* **Given passage**
Friday, January 22, 2016

‘Philanthrocapitalism’ - another word for global capitalism.

Colin Todhunter on the Countercurrents website reviews the latest report on the Gates philanthropy in Africa. He highlights one criticism - the foundation’s promotion of industrial agriculture across Africa, pushing for the adoption of GM, patented seed systems and chemical fertilisers, all of which undermine existing sustainable, small-scale farming that is providing the vast majority of food security across the continent.

According to the report, the BMGF is promoting a model of industrial agriculture, the increasing use of chemical fertilisers and expensive, patented seeds, the privatisation of extension services and a very large focus on genetically modified seeds. The foundation bankrolls the Alliance for a Green Revolution in Africa (AGRA) in pushing industrial agriculture.

A key area for AGRA is seed policy. The report notes that currently over 80 per cent of Africa’s seed supply comes from millions of small-scale farmers recycling and exchanging seed from year to year. But AGRA is promoting the commercial production of seed and is thus supporting the introduction of commercial seed systems, which risk enabling a few large companies to control seed research and development, production and distribution.

In order for commercial seed companies to invest in research and development, they first want to protect their ‘intellectual property’. According to the report, this requires a fundamental restructuring of seed laws to allow for certification systems that not only protect certified varieties and royalties derived from them, but which actually criminalise all non-certified seed.

* **Task 1**
In the passage on the Gates Foundation's agricultural work in Africa, copy the section between "In order for" and "all non-certified seed.", inclusive, substituting "seed legislation" for "seed laws".
* **Task 2**
Extend the passage on the Gates Foundation's agricultural work in Africa, beginning after its final sentence.

* **Excerpted data**
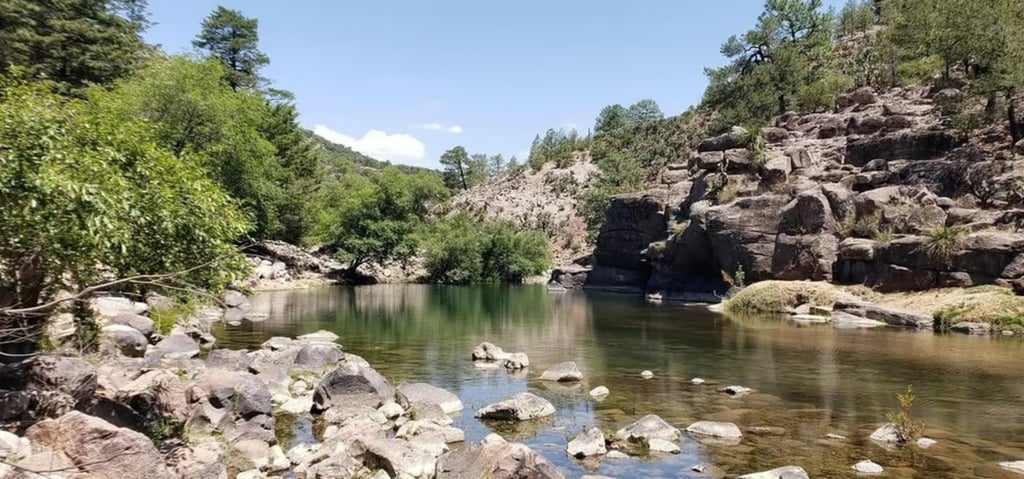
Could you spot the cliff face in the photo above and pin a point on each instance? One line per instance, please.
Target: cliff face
(884, 192)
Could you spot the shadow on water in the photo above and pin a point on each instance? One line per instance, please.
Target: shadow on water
(808, 381)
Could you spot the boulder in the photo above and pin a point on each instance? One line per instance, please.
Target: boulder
(177, 346)
(590, 442)
(126, 340)
(417, 393)
(488, 352)
(520, 406)
(236, 403)
(352, 383)
(713, 429)
(648, 427)
(912, 145)
(496, 459)
(889, 316)
(141, 323)
(736, 137)
(99, 447)
(786, 472)
(563, 372)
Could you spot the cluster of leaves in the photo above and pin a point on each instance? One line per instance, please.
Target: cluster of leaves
(461, 249)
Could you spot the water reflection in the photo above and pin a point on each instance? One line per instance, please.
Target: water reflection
(808, 381)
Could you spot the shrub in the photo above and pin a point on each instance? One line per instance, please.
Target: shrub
(907, 430)
(943, 242)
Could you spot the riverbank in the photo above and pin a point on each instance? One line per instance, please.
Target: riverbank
(979, 310)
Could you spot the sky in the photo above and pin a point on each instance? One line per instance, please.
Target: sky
(403, 81)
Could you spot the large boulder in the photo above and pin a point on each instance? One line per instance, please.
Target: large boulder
(235, 403)
(352, 383)
(562, 372)
(99, 447)
(418, 393)
(521, 406)
(912, 145)
(496, 459)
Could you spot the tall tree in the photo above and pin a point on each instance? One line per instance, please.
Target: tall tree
(232, 38)
(74, 43)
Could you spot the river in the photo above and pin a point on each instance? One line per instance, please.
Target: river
(808, 381)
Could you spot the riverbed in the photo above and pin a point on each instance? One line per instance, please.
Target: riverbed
(808, 381)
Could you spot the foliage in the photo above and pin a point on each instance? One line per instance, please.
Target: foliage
(231, 38)
(907, 430)
(74, 43)
(943, 242)
(463, 250)
(374, 217)
(83, 186)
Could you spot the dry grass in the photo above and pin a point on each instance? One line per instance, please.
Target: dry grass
(779, 297)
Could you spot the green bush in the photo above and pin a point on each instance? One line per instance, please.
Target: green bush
(463, 250)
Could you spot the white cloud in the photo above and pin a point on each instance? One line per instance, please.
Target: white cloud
(456, 129)
(396, 147)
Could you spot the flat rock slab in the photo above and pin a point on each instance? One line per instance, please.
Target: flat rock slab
(713, 429)
(785, 472)
(521, 406)
(563, 372)
(649, 427)
(418, 393)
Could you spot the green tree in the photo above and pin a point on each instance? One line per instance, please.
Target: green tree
(374, 218)
(231, 38)
(74, 43)
(195, 113)
(82, 186)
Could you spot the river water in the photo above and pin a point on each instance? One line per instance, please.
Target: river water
(808, 381)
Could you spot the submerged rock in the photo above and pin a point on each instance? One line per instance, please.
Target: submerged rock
(417, 393)
(785, 472)
(713, 429)
(563, 372)
(590, 442)
(521, 406)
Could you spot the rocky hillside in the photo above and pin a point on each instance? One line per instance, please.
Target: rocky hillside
(884, 191)
(546, 200)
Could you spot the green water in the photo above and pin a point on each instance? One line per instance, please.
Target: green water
(809, 381)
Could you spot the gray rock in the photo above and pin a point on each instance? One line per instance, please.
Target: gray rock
(713, 429)
(417, 393)
(488, 352)
(177, 346)
(590, 442)
(867, 467)
(125, 339)
(141, 323)
(649, 427)
(521, 406)
(99, 447)
(352, 383)
(562, 372)
(498, 460)
(786, 472)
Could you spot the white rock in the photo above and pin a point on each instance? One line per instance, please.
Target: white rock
(1015, 466)
(662, 445)
(590, 442)
(867, 467)
(713, 429)
(391, 409)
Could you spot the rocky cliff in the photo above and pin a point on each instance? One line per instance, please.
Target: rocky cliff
(883, 191)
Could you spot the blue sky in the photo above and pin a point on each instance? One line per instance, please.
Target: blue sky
(406, 80)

* **Reply 1**
In order for commercial seed companies to invest in research and development, they first want to protect their ‘intellectual property’. According to the report, this requires a fundamental restructuring of seed legislation to allow for certification systems that not only protect certified varieties and royalties derived from them, but which actually criminalise all non-certified seed.

* **Reply 2**
The report notes that over the past two decades a long and slow process of national seed law reviews, sponsored by USAID and the G8 along with the BMGF and others, has opened the door to multinational corporations’ involvement in seed production, including the acquisition of every sizeable seed enterprise on the African continent.

At the same time, AGRA is working to promote costly inputs, notably fertiliser, despite evidence to suggest chemical fertilisers have significant health risks for farm workers, increase soil erosion and can trap small-scale farmers in unsustainable debt. The BMGF, through AGRA, is one of the world’s largest promoters of chemical fertiliser.

Some grants given by the BMGF to AGRA have been specifically intended to “help AGRA build the fertiliser supply chain” in Africa. The report describes how one of the largest of AGRA’s grants, worth $25 million, was used to help establish the African Fertiliser Agribusiness Partnership (AFAP) in 2012, whose very goal is to “at least double total fertiliser use” in Africa. The AFAP project is being pursued in partnership with the International Fertiliser Development Centre, a body which represents the fertiliser industry.

Another of AGRA’s key programmes since its inception has been support to agro-dealer networks – small, private stockists of transnational companies' chemicals and seeds who sell these to farmers in several African countries. This is increasing the reliance of farmers on chemical inputs and marginalising sustainable agriculture alternatives, thereby undermining any notion that farmers are exercising their 'free choice' (as the neo-liberal evangelists are keen to tell everyone) when it comes to adopting certain agricultural practices.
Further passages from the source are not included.